=== Check your understanding ===
1. From the heart attack article, extract the stretch from "Sept. 26, 2011—" through "on her mind." word for word.
2. List every medical test the heart attack article names as being used on Carolyn Brown.

=== Quoted passage ===
Sept. 26, 2011— -- When Bronx resident Carolyn Brown, 64, went to the hospital complaining of shortness of breath, a heart attack was the last thing on her mind.
"I thought I had a cold," she told ABCnews.com. "I always look for the signs of heart attack, chest pain, pain in your shoulder ... but I didn't have that," she says.
Even the doctors were unsure of whether Brown had suffered a heart attack. Blood tests suggested she may have had one, but an angiogram -- the imaging test that has been the gold standard for detecting heart attacks -- showed that her coronary arteries were clear. Her doctors sent her home without any of the medication -- such as statins to lower cholesterol and aspirin to thin the blood -- usually given to patients who have had a confirmed heart attack.
When Brown returned to the ER with much more severe symptoms in April 2010, the angiogram yet again revealed clear arteries, but this time doctors used a different kind of test -- an intravascular ultrasound, or IVUS -- that was more suited to detecting arterial plaque in women. Thanks to the IVUS, doctors found a dangerous block in Brown's neck, and she has since received the heart medication she needed all along.
Brown's case is not that unusual. Anywhere from 40,000 to 100,000 women every year with arteries that show up as clear on an angiogram suffer from a heart attack. Thirty-eight percent of the time, like Brown, they have the kind of plaque that doesn't show up on an angiogram, according to new research from the Cardiac and Vascular Institute at New York University Langone Medical Center. In these women, a rupture or ulcer in the plaque of their coronary arteries is behind their heart attack, but this rupture would not show up in standard angiogram.

=== Records from a data collection ===
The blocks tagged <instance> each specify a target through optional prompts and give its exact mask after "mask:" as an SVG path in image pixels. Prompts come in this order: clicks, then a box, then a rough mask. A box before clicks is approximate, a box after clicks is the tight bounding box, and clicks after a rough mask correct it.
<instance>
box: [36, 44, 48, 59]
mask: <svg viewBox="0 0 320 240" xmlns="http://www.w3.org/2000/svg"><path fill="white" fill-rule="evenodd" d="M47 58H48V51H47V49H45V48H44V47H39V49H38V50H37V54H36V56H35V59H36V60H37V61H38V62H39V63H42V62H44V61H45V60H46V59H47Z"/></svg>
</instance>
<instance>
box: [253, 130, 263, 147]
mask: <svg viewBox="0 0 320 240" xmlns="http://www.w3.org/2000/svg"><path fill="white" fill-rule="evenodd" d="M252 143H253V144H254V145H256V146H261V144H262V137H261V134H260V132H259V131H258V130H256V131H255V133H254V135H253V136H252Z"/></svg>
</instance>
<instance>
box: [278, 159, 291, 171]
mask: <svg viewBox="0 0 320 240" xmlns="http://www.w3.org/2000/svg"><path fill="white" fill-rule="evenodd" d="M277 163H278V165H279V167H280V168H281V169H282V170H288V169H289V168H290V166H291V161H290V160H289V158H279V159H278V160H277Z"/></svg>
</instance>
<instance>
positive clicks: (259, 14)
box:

=== Completed exercise ===
1.
Sept. 26, 2011— -- When Bronx resident Carolyn Brown, 64, went to the hospital complaining of shortness of breath, a heart attack was the last thing on her mind.

2.
Blood tests
Angiogram
Intravascular ultrasound (IVUS)